> **TASK INPUT**
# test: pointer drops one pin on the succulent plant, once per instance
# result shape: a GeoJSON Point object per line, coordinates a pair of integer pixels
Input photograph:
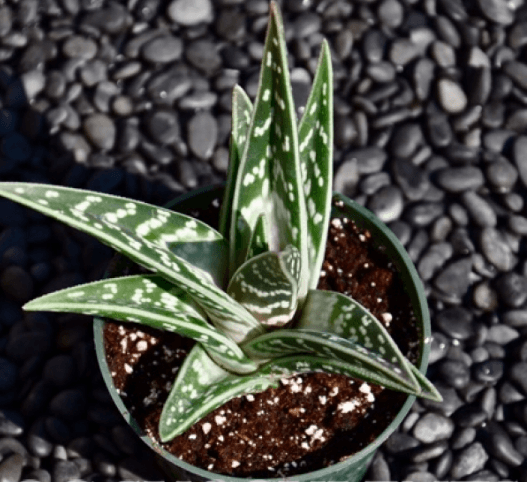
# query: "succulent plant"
{"type": "Point", "coordinates": [246, 293]}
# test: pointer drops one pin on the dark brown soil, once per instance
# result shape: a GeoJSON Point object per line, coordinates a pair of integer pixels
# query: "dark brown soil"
{"type": "Point", "coordinates": [311, 421]}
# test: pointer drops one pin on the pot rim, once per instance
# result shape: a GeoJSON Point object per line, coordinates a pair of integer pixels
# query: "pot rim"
{"type": "Point", "coordinates": [409, 275]}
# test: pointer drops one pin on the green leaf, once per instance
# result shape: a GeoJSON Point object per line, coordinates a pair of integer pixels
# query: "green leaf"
{"type": "Point", "coordinates": [341, 315]}
{"type": "Point", "coordinates": [266, 286]}
{"type": "Point", "coordinates": [210, 256]}
{"type": "Point", "coordinates": [427, 389]}
{"type": "Point", "coordinates": [322, 312]}
{"type": "Point", "coordinates": [202, 386]}
{"type": "Point", "coordinates": [372, 366]}
{"type": "Point", "coordinates": [241, 118]}
{"type": "Point", "coordinates": [259, 243]}
{"type": "Point", "coordinates": [269, 178]}
{"type": "Point", "coordinates": [144, 233]}
{"type": "Point", "coordinates": [149, 300]}
{"type": "Point", "coordinates": [315, 137]}
{"type": "Point", "coordinates": [200, 379]}
{"type": "Point", "coordinates": [292, 365]}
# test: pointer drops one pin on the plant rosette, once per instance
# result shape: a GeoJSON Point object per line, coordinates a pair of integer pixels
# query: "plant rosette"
{"type": "Point", "coordinates": [247, 292]}
{"type": "Point", "coordinates": [354, 467]}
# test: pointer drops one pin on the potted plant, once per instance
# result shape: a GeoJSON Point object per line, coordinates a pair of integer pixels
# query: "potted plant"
{"type": "Point", "coordinates": [247, 292]}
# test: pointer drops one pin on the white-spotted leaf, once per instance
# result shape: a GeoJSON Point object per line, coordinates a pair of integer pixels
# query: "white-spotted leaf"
{"type": "Point", "coordinates": [241, 118]}
{"type": "Point", "coordinates": [201, 387]}
{"type": "Point", "coordinates": [147, 245]}
{"type": "Point", "coordinates": [149, 300]}
{"type": "Point", "coordinates": [266, 286]}
{"type": "Point", "coordinates": [260, 238]}
{"type": "Point", "coordinates": [338, 314]}
{"type": "Point", "coordinates": [315, 138]}
{"type": "Point", "coordinates": [269, 180]}
{"type": "Point", "coordinates": [327, 345]}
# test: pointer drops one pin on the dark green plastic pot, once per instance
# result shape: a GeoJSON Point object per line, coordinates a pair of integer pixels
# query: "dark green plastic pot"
{"type": "Point", "coordinates": [352, 469]}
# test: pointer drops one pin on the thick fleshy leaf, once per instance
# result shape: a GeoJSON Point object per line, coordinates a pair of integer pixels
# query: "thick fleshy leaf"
{"type": "Point", "coordinates": [162, 227]}
{"type": "Point", "coordinates": [241, 118]}
{"type": "Point", "coordinates": [259, 243]}
{"type": "Point", "coordinates": [149, 300]}
{"type": "Point", "coordinates": [292, 365]}
{"type": "Point", "coordinates": [315, 138]}
{"type": "Point", "coordinates": [370, 364]}
{"type": "Point", "coordinates": [269, 178]}
{"type": "Point", "coordinates": [427, 389]}
{"type": "Point", "coordinates": [116, 222]}
{"type": "Point", "coordinates": [266, 286]}
{"type": "Point", "coordinates": [202, 386]}
{"type": "Point", "coordinates": [209, 256]}
{"type": "Point", "coordinates": [335, 313]}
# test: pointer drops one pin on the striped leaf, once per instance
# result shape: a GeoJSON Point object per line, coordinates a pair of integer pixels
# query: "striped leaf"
{"type": "Point", "coordinates": [149, 300]}
{"type": "Point", "coordinates": [315, 138]}
{"type": "Point", "coordinates": [370, 365]}
{"type": "Point", "coordinates": [266, 286]}
{"type": "Point", "coordinates": [134, 229]}
{"type": "Point", "coordinates": [201, 387]}
{"type": "Point", "coordinates": [241, 118]}
{"type": "Point", "coordinates": [269, 175]}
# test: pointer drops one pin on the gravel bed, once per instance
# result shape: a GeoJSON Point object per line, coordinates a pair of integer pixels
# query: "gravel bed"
{"type": "Point", "coordinates": [132, 97]}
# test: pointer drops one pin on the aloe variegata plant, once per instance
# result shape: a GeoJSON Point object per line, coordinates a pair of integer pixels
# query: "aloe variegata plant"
{"type": "Point", "coordinates": [246, 293]}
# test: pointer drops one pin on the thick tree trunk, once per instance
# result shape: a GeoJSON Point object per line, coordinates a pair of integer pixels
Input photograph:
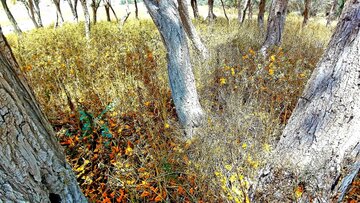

> **WORK TO COMPLETE**
Extract every line of the data above that contains the word "gravel", copying each one in full.

> **WRITTEN REPLY**
# test: pointer drops one pin on the gravel bed, once per instance
# query: "gravel bed"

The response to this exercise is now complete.